▶ **VORLIEGENDER TEXT**:
========================================================================

Was Corona verändert I
Was Corona verändert I
Auf der Straße, im Alltag, zu Hause
Anna-Lena Wenzel
Für ein Porträt des Platzes südlich des Alexanderplatzes streune ich auf dem fast ausgestorbenen Platz herum. Wo sonst Touristen Fotos vom Fernsehturm schießen oder Jugendliche auf den Treppen abhängen, sind jetzt nur einige verlorene Gestalten auszumachen. Die Polizei geht über den Platz und spricht eine Gruppe von Männern an, die zu dritt zusammen stehen, und danach ein Stück weiter voneinander abrücken.
Im Drogeriemarkt ist es überraschend ruhig, abgesehen von den Klopapierregalen ist alles gut gefüllt. An der Kasse sind zwei Personen vor mir, es entspinnt sich ein Gespräch zwischen der Verkäuferin und einer Frau, die offensichtlich auch in den Rathaus Passagen arbeitet. Die Frau ist deprimiert. Ihr Geschäft ist von der Schließung bedroht und sie weiß nicht, wie es weitergeht. Sie tauschen Informationen über die Lage bei den anderen Geschäften in der Passage aus. Die Frau an der Kasse gibt Tipps für Unterstützungsmöglichkeiten. Weil ich mein Fahrrad draußen nicht abgeschlossen habe (ich wollte nur mal kurz gucken), werde ich leicht unruhig, unterdrücke aber den Impuls etwas zu sagen, weil ich diesen solidarischen Austausch wichtig finde. Er passt zum neuen Umgang mit Zeit, der Verschiebung von Prioritäten und den existentiellen Fragen, die für viele im Raum stehen. Wo bekomme ich Unterstützung, wenn das Einkommen wegfällt? Wie geht man mit dem Freigestelltsein um, wenn zugleich an so vielen Stellen Not an Frau*Mann ist?

========================================================================

▶ **ERFASSTE DATEN**:
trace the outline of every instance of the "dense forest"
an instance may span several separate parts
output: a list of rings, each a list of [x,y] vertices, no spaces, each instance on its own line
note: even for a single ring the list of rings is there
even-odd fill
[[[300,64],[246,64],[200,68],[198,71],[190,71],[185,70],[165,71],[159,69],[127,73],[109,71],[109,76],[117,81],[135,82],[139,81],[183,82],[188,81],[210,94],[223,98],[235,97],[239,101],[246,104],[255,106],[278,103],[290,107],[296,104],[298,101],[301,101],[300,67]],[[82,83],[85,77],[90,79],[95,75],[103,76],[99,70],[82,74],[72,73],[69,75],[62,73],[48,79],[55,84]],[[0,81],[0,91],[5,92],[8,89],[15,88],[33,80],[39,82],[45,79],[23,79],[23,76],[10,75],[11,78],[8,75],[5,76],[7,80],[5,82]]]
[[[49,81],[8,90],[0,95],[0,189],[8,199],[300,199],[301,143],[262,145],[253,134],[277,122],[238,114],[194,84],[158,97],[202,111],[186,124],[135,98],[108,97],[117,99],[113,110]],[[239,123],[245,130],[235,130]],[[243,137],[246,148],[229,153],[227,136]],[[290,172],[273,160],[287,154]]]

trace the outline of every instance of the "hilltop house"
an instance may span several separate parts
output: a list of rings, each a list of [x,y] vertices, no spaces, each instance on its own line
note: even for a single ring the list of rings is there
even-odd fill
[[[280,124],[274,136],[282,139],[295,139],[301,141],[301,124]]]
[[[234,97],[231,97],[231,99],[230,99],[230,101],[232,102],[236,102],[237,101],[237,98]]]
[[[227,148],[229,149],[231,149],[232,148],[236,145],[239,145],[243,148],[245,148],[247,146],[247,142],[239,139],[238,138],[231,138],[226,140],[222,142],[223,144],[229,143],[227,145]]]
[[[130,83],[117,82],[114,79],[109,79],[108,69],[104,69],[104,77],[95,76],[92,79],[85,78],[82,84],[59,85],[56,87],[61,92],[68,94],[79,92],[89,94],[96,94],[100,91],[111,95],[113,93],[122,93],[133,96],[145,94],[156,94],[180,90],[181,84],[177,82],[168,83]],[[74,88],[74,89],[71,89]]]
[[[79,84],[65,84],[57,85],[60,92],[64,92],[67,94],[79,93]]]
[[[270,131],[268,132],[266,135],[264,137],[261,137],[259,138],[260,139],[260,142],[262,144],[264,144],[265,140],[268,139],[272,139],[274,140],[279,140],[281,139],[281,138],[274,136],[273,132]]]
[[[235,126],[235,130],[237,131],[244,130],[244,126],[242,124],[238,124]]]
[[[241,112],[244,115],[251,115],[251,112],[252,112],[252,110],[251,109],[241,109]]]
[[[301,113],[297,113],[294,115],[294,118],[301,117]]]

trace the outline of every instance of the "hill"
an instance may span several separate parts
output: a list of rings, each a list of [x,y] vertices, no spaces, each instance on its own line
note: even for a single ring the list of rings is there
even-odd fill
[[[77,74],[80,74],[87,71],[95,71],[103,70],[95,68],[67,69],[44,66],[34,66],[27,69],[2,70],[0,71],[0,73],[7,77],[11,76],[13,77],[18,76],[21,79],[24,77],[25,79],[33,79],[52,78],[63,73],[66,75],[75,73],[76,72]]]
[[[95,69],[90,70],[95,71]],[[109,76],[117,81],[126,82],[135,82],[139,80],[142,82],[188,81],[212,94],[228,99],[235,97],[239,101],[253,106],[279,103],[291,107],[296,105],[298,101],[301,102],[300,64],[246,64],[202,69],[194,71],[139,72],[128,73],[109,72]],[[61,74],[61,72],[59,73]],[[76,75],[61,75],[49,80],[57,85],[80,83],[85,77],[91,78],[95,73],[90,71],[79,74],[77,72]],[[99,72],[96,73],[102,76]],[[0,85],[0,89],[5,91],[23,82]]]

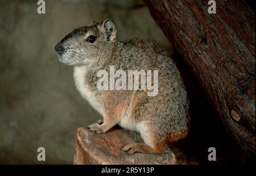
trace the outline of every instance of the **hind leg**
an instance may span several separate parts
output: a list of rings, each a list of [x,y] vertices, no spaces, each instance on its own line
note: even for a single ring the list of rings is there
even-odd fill
[[[152,154],[163,154],[166,151],[166,147],[152,148],[143,143],[133,143],[126,145],[122,149],[123,151],[128,151],[132,154],[134,152],[141,152]]]

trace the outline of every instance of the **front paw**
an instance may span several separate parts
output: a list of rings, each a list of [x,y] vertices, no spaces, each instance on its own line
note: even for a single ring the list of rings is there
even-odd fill
[[[87,128],[89,129],[89,131],[95,131],[95,133],[98,134],[105,132],[102,129],[101,125],[97,123],[92,124],[91,125],[88,126]]]

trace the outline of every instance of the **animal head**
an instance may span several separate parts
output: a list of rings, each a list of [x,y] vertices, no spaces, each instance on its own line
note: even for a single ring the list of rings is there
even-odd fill
[[[103,23],[93,21],[68,34],[55,50],[59,60],[68,65],[98,64],[104,62],[101,56],[111,53],[116,37],[115,26],[109,19]]]

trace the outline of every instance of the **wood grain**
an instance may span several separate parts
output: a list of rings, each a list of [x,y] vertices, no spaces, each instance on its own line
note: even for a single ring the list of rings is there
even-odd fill
[[[96,134],[86,128],[77,130],[74,164],[176,164],[175,156],[169,149],[163,154],[135,153],[130,155],[121,151],[130,143],[142,142],[139,135],[118,127],[105,134]]]
[[[216,1],[217,14],[209,14],[208,1],[144,2],[229,134],[255,156],[254,12],[243,1],[219,0]]]

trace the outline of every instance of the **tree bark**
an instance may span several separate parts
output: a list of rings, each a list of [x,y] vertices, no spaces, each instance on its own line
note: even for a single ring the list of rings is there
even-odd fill
[[[108,132],[96,134],[84,128],[77,130],[74,164],[160,164],[174,165],[177,161],[170,149],[162,154],[135,153],[131,155],[122,152],[127,144],[143,143],[139,135],[115,126]]]
[[[198,80],[229,134],[253,157],[254,12],[242,0],[217,0],[216,14],[210,14],[208,1],[144,0]]]

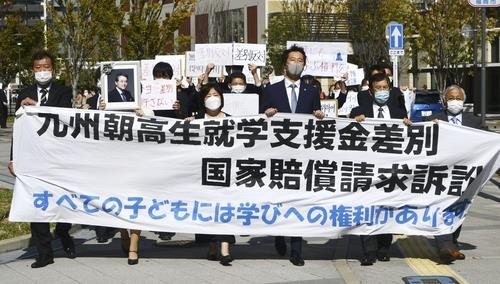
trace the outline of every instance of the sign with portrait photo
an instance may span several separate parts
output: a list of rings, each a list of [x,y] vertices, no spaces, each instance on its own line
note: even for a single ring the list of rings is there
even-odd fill
[[[129,110],[139,106],[140,61],[101,63],[102,94],[106,110]]]

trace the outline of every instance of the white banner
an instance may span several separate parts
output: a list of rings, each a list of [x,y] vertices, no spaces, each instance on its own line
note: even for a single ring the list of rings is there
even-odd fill
[[[218,120],[26,107],[11,221],[337,237],[454,231],[499,166],[500,137],[448,124]],[[457,147],[457,139],[460,146]]]
[[[286,42],[287,48],[290,48],[294,44],[303,47],[306,52],[307,65],[304,72],[302,72],[302,75],[341,78],[348,72],[348,43],[305,41]]]
[[[177,100],[175,80],[141,81],[141,107],[150,110],[170,110]]]

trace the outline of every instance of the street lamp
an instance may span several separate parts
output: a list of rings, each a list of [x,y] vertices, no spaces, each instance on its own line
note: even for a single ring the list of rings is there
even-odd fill
[[[17,42],[17,80],[18,80],[18,85],[21,85],[21,46],[23,45],[22,42]]]

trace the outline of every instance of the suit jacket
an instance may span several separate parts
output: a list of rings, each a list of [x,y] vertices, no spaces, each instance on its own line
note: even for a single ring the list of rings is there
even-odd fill
[[[32,85],[26,87],[19,92],[19,96],[16,101],[16,111],[21,106],[21,101],[25,98],[31,98],[32,100],[38,101],[38,86]],[[71,99],[73,95],[71,89],[64,86],[52,83],[49,90],[49,97],[45,106],[51,107],[71,107]]]
[[[129,91],[123,90],[123,95],[125,96],[126,102],[134,101],[134,97],[132,97],[132,94]],[[111,92],[108,93],[108,102],[109,103],[123,102],[122,96],[120,95],[120,93],[116,88],[114,88]]]
[[[315,110],[321,110],[319,91],[312,85],[307,85],[302,81],[298,95],[295,113],[312,114]],[[264,89],[259,100],[259,112],[264,113],[270,107],[278,109],[278,112],[292,112],[286,93],[285,80],[268,85]]]
[[[425,117],[424,121],[432,121],[434,119],[448,121],[448,113],[446,111],[436,113],[435,115]],[[483,129],[483,127],[481,127],[481,118],[470,112],[462,113],[462,125],[476,129]]]
[[[364,92],[360,92],[364,93]],[[363,94],[364,99],[362,102],[359,102],[359,106],[355,107],[351,110],[351,114],[349,115],[350,118],[355,118],[358,115],[365,115],[366,117],[375,117],[373,113],[373,99],[368,99],[366,96],[370,96],[370,94]],[[358,98],[359,98],[359,93],[358,93]],[[370,103],[368,103],[368,101]],[[407,113],[406,113],[406,108],[404,105],[401,105],[401,102],[399,100],[399,97],[396,95],[390,95],[389,100],[387,101],[387,107],[389,108],[389,112],[391,114],[391,118],[406,118]]]

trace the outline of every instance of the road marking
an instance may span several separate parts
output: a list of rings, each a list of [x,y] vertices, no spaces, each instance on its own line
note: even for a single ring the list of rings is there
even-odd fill
[[[450,276],[461,284],[468,284],[449,265],[438,264],[438,256],[427,238],[423,236],[395,236],[397,244],[408,266],[420,276]]]

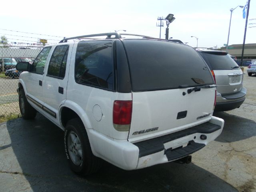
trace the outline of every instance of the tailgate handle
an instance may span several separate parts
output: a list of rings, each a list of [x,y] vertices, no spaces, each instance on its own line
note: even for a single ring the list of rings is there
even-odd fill
[[[229,73],[228,74],[228,76],[236,76],[236,75],[242,75],[243,74],[242,73]]]
[[[178,113],[177,115],[177,119],[180,119],[185,118],[187,116],[188,111],[181,111]]]
[[[59,93],[60,93],[60,94],[63,94],[64,92],[64,89],[63,88],[63,87],[59,87],[58,92],[59,92]]]

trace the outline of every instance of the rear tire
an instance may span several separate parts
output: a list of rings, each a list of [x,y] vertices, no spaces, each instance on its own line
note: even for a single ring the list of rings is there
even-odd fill
[[[88,136],[80,119],[72,119],[68,122],[64,137],[66,156],[72,170],[86,176],[101,167],[102,160],[92,154]]]
[[[19,94],[19,105],[21,116],[24,119],[33,119],[36,115],[36,110],[28,103],[23,89]]]

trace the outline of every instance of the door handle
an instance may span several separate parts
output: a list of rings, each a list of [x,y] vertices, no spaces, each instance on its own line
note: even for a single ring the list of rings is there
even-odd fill
[[[63,87],[59,87],[59,93],[63,94],[64,92],[64,88]]]

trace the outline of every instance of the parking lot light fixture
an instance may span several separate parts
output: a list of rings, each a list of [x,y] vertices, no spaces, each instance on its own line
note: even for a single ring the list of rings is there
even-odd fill
[[[197,46],[198,46],[198,38],[195,37],[194,36],[191,36],[191,37],[194,37],[195,38],[196,38],[196,48],[197,48]]]
[[[166,28],[165,30],[165,39],[168,39],[169,37],[169,25],[175,19],[175,18],[174,17],[173,14],[168,14],[165,18],[165,20],[166,21]]]
[[[234,11],[235,9],[236,9],[236,8],[237,8],[238,7],[239,7],[240,8],[243,8],[244,7],[244,6],[238,5],[236,6],[236,8],[234,9],[233,8],[231,8],[230,10],[231,12],[230,20],[229,21],[229,28],[228,28],[228,42],[227,42],[227,45],[226,46],[226,51],[227,52],[228,52],[228,40],[229,39],[229,34],[230,31],[230,25],[231,24],[231,18],[232,18],[232,13],[233,12],[233,11]]]

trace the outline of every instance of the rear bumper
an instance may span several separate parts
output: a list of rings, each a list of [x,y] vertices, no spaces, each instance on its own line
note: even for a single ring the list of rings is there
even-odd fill
[[[247,69],[247,73],[256,73],[256,68]]]
[[[240,92],[234,94],[222,96],[218,93],[214,112],[228,111],[239,107],[244,101],[246,94],[246,89],[243,87]]]
[[[93,154],[126,170],[140,169],[182,158],[204,147],[221,133],[224,121],[209,122],[167,135],[131,143],[108,138],[92,130],[88,133]],[[200,136],[206,136],[205,139]]]
[[[232,110],[239,107],[244,101],[245,97],[235,101],[224,102],[223,103],[216,103],[214,112],[225,111]]]

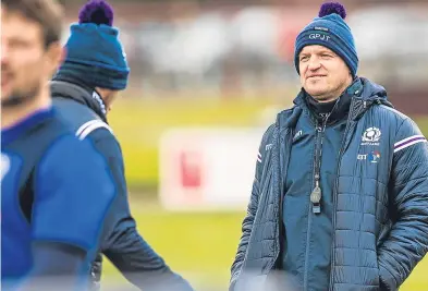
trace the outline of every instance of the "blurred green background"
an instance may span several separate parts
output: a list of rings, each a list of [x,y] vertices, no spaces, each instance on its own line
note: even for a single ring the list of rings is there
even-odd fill
[[[110,123],[125,156],[131,205],[138,230],[174,270],[197,288],[227,289],[245,209],[237,213],[163,210],[156,198],[159,137],[172,126],[255,125],[255,120],[259,120],[271,104],[267,100],[123,99],[111,112]],[[415,120],[428,135],[428,118],[415,117]],[[401,290],[426,291],[427,272],[428,259],[418,265]],[[108,263],[103,282],[109,286],[125,283],[125,280]]]

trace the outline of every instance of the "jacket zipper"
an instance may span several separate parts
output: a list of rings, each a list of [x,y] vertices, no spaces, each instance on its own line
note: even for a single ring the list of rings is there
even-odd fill
[[[279,141],[282,141],[282,138],[283,138],[284,143],[289,142],[289,145],[291,145],[293,142],[293,134],[289,132],[289,141],[286,141],[285,137],[280,137]],[[285,145],[281,146],[281,143],[280,143],[278,151],[281,153],[281,150],[285,150],[285,148],[290,148],[289,153],[291,153],[291,146],[289,146],[289,147],[286,147]],[[284,204],[284,195],[285,195],[285,193],[283,191],[284,190],[284,179],[285,179],[285,172],[289,168],[289,161],[290,161],[290,158],[285,158],[285,160],[281,160],[281,157],[290,157],[290,155],[285,156],[285,153],[282,153],[282,155],[281,154],[279,155],[280,165],[284,165],[284,172],[281,172],[281,167],[279,167],[279,169],[280,169],[280,172],[279,172],[279,177],[280,177],[280,179],[279,179],[279,182],[280,182],[280,185],[279,185],[280,186],[280,205],[279,205],[279,211],[278,211],[279,213],[278,227],[279,227],[279,248],[280,248],[280,252],[276,258],[276,262],[277,262],[276,265],[279,268],[282,267],[282,262],[278,263],[278,260],[281,260],[281,257],[282,257],[281,243],[282,243],[282,240],[284,239],[284,231],[283,231],[283,226],[282,226],[282,216],[283,216],[283,211],[284,211],[283,204]]]
[[[338,211],[338,189],[339,189],[339,173],[340,173],[340,165],[346,143],[346,136],[347,132],[350,131],[350,124],[351,124],[351,119],[352,119],[352,110],[354,108],[354,98],[351,100],[350,105],[350,113],[347,117],[346,121],[346,128],[345,132],[343,134],[343,140],[342,140],[342,145],[341,149],[339,151],[339,159],[338,159],[338,165],[337,165],[337,178],[335,178],[335,183],[334,183],[334,190],[333,190],[333,213],[332,213],[332,235],[331,235],[331,255],[330,255],[330,286],[329,286],[329,291],[333,291],[333,284],[334,284],[334,240],[335,240],[335,220],[337,220],[337,211]],[[366,104],[364,104],[364,108],[366,108]]]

========================================================================

▶ **ZUR AUFGABE**:
Beantworte diese Fragen zum Text über Corona im Alltag:
(a) Wer spricht auf dem Platz südlich des Alexanderplatzes eine Gruppe von Männern an?
(b) Welche Regale im Drogeriemarkt sind nicht gut gefüllt?
(c) Warum wird die erzählende Person an der Kasse leicht unruhig?
Die Einträge stehen in keinem Zusammenhang mit dem Text.

▶ **GELÖSTE AUFGABE**:
(a) Die Polizei spricht die Gruppe von Männern an.
(b) Die Klopapierregale sind nicht gut gefüllt.
(c) Die Person hat ihr Fahrrad draußen nicht abgeschlossen.